* **Text shown**:

Sorenson v. Felton
793 N.W.2d 799
| N.D. | 2011Background
- Sorenson filed a complaint to quiet title to minerals on May 20, 2008 in Mountrail County.
- Felton held an interest in the disputed minerals via a 1984 personal representative deed.
- Sorenson published notices of lapse in January 2007 after Felton had not used or claimed the minerals.
- Sorenson sent notice to Felton at a Florida address listed on the deed; Felton’s current address was unknown to Sorenson.
- Schmitz Oil Properties later located Felton in California; Felton entered a lease in January 2008 and recorded a claim in February 2008.
- The district court quieted title in Felton in July 2010; Sorenson appeals seeking title in Sorenson.
Issues
| Issue | Plaintiff's Argument | Defendant's Argument | Held |
|---|---|---|---|
| Whether pre-2007 § 38-18.1-06(2) requires a reasonable inquiry when an address is shown of record. | Sorenson: address shown of record means no reasonable inquiry required. | Felton: a reasonable inquiry is required regardless of a record address. | No reasonable inquiry required if address is shown of record. |
| Does the word 'or' in § 38-18.1-06(2) create separate grounds for notice? | Sorenson: 'shown of record' and 'determined upon reasonable inquiry' are independent options. | Felton: the phrases are interpreted to support inquiry in all cases. | Yes; 'shown of record' and 'determined upon reasonable inquiry' are disjunctive and independent. |
| Did Sorenson’s notice comply with the statutory requirements given Felton’s address appeared of record? | Sorenson argues compliance due to record address. | Felton argues record address must be correct and current. | Notice was sufficient where Felton’s record address was shown, so no further inquiry was required. |
| Should the 2007 and 2009 amendments to § 38-18.1-06 affect this pre-amendment case? | The amendments clarify procedures but are not retroactive. | Amendments could alter applicable procedures. | Amendments not retroactive; governing law is pre-amendment. |
| What is the resulting ownership of abandoned minerals where notice requirements were satisfied? | If abandonment triggers apply, surface owner may claim. | Felton contends different outcomes based on address notice issues. | The surface owner is entitled to abandon minerals if timely notice is properly given per statute. |
Key Cases Cited
- Sauby v. Fargo, 2008 ND 60 (2008 ND) (statutory interpretation and reliance on plain language aided by extrinsic aids when ambiguous)

* **Data extract**:
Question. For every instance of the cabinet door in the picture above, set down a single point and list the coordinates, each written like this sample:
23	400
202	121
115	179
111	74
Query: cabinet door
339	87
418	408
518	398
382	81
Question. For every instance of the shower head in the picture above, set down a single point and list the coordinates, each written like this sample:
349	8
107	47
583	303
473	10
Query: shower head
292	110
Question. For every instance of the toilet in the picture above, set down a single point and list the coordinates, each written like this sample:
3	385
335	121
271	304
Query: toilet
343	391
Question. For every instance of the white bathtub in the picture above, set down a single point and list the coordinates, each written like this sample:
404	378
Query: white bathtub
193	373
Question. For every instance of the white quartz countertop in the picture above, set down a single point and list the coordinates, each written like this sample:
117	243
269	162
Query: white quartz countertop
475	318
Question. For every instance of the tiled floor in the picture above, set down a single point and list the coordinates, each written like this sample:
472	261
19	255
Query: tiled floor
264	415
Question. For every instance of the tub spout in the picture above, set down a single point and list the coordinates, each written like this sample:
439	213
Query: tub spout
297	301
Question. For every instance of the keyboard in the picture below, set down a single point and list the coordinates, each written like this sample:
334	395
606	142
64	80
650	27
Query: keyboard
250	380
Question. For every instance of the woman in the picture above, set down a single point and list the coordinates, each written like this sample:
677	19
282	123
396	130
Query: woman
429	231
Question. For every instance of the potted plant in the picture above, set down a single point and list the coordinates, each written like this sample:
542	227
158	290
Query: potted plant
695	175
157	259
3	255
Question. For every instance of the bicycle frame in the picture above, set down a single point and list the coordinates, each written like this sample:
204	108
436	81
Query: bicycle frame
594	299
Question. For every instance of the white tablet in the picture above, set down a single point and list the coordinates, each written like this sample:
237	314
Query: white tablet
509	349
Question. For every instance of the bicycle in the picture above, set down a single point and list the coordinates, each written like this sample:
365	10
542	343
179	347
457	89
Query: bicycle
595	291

* * *

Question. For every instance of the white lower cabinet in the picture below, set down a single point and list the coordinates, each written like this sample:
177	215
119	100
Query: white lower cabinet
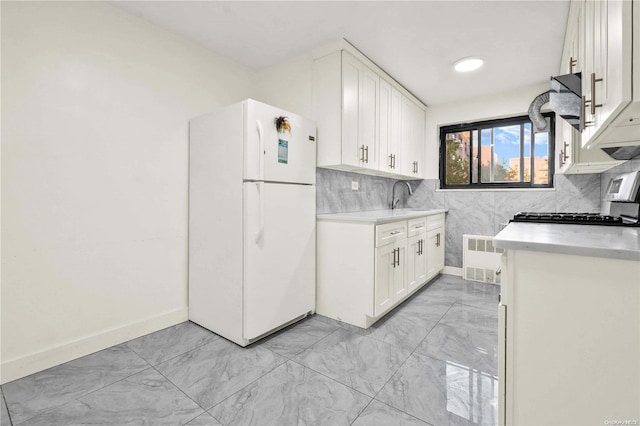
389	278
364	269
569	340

...

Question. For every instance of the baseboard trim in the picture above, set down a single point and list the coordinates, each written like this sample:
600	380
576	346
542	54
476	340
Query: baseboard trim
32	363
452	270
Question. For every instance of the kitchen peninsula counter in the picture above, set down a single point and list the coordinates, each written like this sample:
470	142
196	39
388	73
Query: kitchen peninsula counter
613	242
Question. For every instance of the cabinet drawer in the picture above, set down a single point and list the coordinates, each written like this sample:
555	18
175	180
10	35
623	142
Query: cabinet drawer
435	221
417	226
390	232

* **Exercise objective**: According to the case summary, in which county did Sorenson file the complaint to quiet title to the minerals? The material that comes after the case summary is unrelated to it.

* **Solution to the exercise**: Mountrail County